(Given records Opens)

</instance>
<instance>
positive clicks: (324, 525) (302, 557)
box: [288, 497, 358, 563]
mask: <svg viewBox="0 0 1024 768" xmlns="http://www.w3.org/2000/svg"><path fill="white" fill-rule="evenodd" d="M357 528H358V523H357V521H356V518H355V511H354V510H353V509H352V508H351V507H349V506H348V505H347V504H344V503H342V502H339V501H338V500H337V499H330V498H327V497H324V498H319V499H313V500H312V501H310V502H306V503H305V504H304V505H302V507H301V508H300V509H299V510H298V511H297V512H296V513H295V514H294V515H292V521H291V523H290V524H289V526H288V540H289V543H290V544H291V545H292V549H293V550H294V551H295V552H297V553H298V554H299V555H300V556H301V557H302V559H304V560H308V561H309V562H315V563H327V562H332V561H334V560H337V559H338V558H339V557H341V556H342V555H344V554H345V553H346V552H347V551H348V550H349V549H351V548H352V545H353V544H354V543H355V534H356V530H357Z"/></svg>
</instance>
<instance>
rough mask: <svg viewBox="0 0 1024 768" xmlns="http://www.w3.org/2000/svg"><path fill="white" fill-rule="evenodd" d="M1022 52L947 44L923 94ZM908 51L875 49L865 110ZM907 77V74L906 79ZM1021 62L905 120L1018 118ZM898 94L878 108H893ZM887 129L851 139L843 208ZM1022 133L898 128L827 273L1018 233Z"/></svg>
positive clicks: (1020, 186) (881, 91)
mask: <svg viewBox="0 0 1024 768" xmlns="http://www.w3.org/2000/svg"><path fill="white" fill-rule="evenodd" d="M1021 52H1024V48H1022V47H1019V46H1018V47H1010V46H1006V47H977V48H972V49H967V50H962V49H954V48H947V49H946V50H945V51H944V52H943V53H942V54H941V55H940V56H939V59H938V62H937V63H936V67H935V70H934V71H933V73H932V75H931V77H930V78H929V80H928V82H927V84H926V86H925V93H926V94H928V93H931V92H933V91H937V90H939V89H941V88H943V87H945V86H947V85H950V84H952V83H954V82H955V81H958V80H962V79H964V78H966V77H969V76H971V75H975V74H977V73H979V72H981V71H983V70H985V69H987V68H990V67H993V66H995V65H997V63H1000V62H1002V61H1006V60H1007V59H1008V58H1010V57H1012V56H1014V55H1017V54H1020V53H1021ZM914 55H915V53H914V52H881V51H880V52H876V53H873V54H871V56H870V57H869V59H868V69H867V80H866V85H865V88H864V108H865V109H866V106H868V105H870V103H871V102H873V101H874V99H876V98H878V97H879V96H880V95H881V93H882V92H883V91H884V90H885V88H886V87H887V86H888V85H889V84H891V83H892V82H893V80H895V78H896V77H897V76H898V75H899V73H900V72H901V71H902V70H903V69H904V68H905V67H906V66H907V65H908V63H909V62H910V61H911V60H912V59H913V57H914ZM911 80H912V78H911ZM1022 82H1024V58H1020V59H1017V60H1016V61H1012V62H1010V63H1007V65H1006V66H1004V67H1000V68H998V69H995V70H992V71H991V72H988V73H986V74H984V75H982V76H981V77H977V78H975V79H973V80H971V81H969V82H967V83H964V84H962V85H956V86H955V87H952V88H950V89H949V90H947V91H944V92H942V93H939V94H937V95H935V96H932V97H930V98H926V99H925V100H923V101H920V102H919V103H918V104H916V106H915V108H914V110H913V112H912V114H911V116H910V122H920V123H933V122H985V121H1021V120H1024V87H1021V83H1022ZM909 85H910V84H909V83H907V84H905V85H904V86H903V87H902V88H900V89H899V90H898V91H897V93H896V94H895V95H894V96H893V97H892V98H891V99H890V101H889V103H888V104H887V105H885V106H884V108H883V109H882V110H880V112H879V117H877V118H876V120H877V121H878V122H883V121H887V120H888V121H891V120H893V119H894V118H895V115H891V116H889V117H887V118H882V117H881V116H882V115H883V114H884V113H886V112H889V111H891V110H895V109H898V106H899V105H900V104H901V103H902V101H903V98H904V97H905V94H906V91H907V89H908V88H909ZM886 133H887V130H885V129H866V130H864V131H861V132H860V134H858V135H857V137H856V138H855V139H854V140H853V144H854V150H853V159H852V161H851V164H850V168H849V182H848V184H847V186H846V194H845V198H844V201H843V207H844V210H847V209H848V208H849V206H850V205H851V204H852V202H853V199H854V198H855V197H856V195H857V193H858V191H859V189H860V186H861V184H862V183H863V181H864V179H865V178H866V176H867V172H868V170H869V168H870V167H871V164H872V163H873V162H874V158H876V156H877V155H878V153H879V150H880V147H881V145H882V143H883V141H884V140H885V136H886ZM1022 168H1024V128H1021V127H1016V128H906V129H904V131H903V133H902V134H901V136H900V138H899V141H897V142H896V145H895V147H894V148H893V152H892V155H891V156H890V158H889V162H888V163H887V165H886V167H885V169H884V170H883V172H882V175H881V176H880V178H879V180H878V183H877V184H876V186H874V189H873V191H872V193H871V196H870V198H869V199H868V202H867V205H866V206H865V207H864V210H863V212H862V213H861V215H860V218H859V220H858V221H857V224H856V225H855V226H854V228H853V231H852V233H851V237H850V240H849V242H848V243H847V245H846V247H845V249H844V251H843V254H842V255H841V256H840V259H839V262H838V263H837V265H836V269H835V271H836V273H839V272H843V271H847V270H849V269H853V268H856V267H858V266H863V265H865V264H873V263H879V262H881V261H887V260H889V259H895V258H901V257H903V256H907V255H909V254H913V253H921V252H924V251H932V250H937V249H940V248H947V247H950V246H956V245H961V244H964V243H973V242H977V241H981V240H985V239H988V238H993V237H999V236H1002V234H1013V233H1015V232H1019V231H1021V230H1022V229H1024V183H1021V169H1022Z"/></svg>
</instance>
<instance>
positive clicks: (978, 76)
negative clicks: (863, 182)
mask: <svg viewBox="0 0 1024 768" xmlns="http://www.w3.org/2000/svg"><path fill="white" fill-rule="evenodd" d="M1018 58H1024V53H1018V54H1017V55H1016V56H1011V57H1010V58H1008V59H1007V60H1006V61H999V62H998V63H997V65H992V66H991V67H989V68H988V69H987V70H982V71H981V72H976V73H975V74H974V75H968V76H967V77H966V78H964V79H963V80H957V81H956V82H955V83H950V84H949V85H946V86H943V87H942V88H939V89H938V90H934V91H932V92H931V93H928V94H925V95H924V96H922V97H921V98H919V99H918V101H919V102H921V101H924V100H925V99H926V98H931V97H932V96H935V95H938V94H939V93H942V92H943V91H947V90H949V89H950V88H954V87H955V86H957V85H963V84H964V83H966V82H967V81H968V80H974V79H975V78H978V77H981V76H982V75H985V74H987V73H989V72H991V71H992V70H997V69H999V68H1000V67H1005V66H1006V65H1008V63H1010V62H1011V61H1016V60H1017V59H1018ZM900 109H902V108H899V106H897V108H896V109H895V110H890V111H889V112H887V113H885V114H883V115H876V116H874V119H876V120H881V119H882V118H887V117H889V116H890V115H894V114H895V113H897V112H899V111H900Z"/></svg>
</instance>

(Given records Closes)

Required action:
Your answer should consist of the lines above that hold the word "clicks".

Solution to the exercise:
positive clicks: (324, 525) (302, 557)
positive clicks: (1020, 186) (881, 91)
positive clicks: (978, 76)
negative clicks: (863, 182)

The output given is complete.